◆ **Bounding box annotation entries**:

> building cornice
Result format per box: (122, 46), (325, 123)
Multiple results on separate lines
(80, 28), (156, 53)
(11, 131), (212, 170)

◆ **GIVEN INSTRUCTION**: Convert the listing above into a JSON array of strings, with each line as a separate string and blank lines omitted.

◆ **EXERCISE ANSWER**:
[
  "> building cornice",
  "Result format per box: (122, 46), (325, 123)",
  "Multiple results on separate lines",
  "(80, 28), (156, 53)",
  "(11, 131), (212, 170)"
]